The World Finance industry and especially the Wall Street Branch has been able to fend off most monitoring and regulation under the guise that a)financial institutions and markets are Darwinian effective – as long as they remain unfettered by regulations, financial markets will be transparent and efficient at reaching very risk balanced valuations of any business, commodity, stock or other financial bet; and b)because they are so efficient markets tend to regulate themselves because they eliminate the poor or bad players in their midst.
Meanwhile Wall Street is spawning new commodity, derivative, and swaps markets at an ever spiraling rate. And the people watching the stock and financial markets in the SEC, Treasury Secretary, and Fed Chairman posts have tended to be sympathetic to this “no need to regulate” point of view. Our previous post looked at such advocacy by former Fed Chairman Alan Greenspan.
What this post will raise is the idea that a)self regulation by financial players has been virtually non-existent or woefully short of the mark. To support the latter point, consider the August 1 2008 issue, page C12, of the Wall Street Journal. Here is the promise by Credit Default Swap traders – “they will put in place a central clearing house for ‘some’ credit-derivative trading in place by the year end”.
Now CDS-Credit Default Swaps have grown in 5 years by a factor of 25 times in size to a $50Trillion++ dollar market. A very lucrative market. But also a very secretive market as well. In fact that is one of the causes of the current market meltdown. Nobody can determine who has what toxic CDS and how toxic they are. So banks and financial institutions are loath to do business with each other because they are afraid their next door neighbor may be too highly leveraged and exposed to substantial capital losses with their CDS and other bad mortgage/debt exposures. So turn off the spigots. This point of view is further exacerbated by the fact that so much bad debt got spread though the financial system by badly valued (Moodys, S+P, Fitch, and other valuation firms take a bow here) swaps, CDS and other securitized debt.
Given that CDS are ground zero for the current financial meltdown, one would think that the CDS and swap dealers would want to put up a comprehensive and foolproof system. But as the WSJ points out they don’t. It would a)be subject to many exceptions and non-compliant freeloaders, and b) it would open the market up to the very competitive thrusts and Darwinian efficiencies the finacial markets say they deliver with such efficiency. Oops- maybe financial markets are efficient in the own very sweet time.

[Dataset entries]

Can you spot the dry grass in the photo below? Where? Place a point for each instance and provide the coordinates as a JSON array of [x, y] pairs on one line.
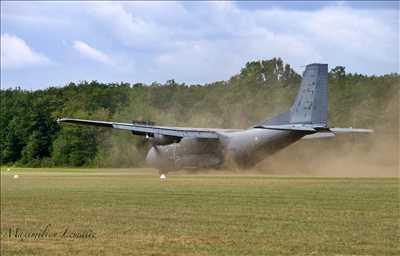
[[132, 212]]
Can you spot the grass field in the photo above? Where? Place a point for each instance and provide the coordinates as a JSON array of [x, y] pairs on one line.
[[131, 212]]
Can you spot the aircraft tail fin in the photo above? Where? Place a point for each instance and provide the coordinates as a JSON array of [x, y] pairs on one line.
[[311, 104]]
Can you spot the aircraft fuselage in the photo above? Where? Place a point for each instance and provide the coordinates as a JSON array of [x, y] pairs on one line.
[[241, 149]]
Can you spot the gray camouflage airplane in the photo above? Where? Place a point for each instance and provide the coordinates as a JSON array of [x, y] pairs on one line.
[[175, 148]]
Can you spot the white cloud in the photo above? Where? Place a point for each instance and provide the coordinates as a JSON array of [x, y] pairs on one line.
[[15, 53], [91, 52], [197, 42]]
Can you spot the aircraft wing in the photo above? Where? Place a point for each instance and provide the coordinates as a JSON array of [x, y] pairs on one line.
[[150, 130]]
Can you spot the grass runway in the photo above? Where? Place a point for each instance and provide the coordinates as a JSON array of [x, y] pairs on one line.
[[132, 212]]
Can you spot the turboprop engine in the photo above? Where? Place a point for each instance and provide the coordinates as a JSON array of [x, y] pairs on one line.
[[159, 140]]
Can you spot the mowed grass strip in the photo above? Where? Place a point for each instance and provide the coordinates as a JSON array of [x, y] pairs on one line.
[[138, 214]]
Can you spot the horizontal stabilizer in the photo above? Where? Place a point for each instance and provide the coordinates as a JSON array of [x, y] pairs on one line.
[[350, 130], [319, 135]]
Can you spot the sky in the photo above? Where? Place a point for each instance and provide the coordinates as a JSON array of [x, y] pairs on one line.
[[48, 43]]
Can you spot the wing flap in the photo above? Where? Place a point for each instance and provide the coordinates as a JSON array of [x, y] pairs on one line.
[[142, 129]]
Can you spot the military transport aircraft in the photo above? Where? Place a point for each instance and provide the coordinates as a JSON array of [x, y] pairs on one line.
[[175, 148]]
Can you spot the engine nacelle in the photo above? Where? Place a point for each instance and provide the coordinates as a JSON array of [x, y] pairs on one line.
[[159, 139]]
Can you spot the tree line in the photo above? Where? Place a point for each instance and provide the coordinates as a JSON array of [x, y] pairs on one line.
[[30, 135]]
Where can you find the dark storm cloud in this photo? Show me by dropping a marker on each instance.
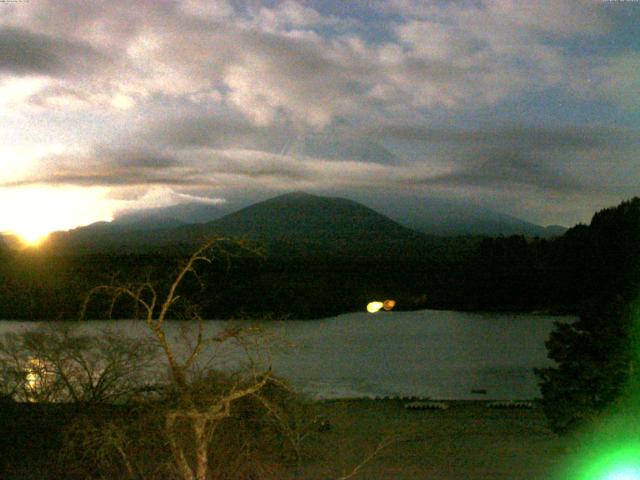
(23, 52)
(107, 166)
(137, 159)
(237, 133)
(503, 168)
(565, 138)
(218, 132)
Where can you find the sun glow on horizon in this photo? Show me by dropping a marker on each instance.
(31, 214)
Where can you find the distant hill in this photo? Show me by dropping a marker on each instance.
(302, 223)
(297, 221)
(308, 217)
(447, 218)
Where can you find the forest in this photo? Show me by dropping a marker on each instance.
(298, 280)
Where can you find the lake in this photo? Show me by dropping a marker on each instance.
(428, 353)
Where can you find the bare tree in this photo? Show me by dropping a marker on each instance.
(58, 363)
(196, 411)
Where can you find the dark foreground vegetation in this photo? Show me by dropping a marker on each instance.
(300, 279)
(468, 440)
(74, 406)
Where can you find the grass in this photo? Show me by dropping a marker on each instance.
(466, 441)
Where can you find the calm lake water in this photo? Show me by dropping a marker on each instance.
(439, 354)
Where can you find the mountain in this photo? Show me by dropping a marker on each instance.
(301, 222)
(296, 222)
(449, 218)
(303, 216)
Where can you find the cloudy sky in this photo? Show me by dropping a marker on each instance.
(527, 107)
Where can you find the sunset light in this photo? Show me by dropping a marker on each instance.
(34, 213)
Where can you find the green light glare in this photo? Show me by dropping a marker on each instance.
(625, 473)
(620, 462)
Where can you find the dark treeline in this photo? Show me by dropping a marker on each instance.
(298, 280)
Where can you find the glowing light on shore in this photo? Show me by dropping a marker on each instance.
(376, 306)
(373, 307)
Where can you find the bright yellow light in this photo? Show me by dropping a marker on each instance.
(32, 213)
(374, 307)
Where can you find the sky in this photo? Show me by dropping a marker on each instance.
(528, 108)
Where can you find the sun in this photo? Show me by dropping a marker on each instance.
(31, 214)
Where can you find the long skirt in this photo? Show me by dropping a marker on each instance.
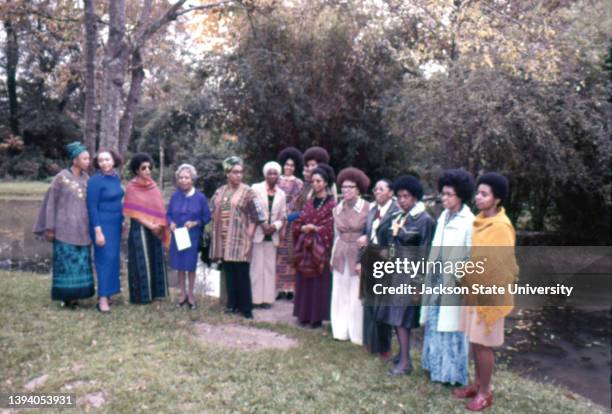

**EXERCISE PROMPT**.
From the passage above on Wall Street regulation, extract the text starting at "Given that CDS" and ending at "very sweet time.".

**ANSWER BELOW**.
Given that CDS are ground zero for the current financial meltdown, one would think that the CDS and swap dealers would want to put up a comprehensive and foolproof system. But as the WSJ points out they don’t. It would a)be subject to many exceptions and non-compliant freeloaders, and b) it would open the market up to the very competitive thrusts and Darwinian efficiencies the finacial markets say they deliver with such efficiency. Oops- maybe financial markets are efficient in the own very sweet time.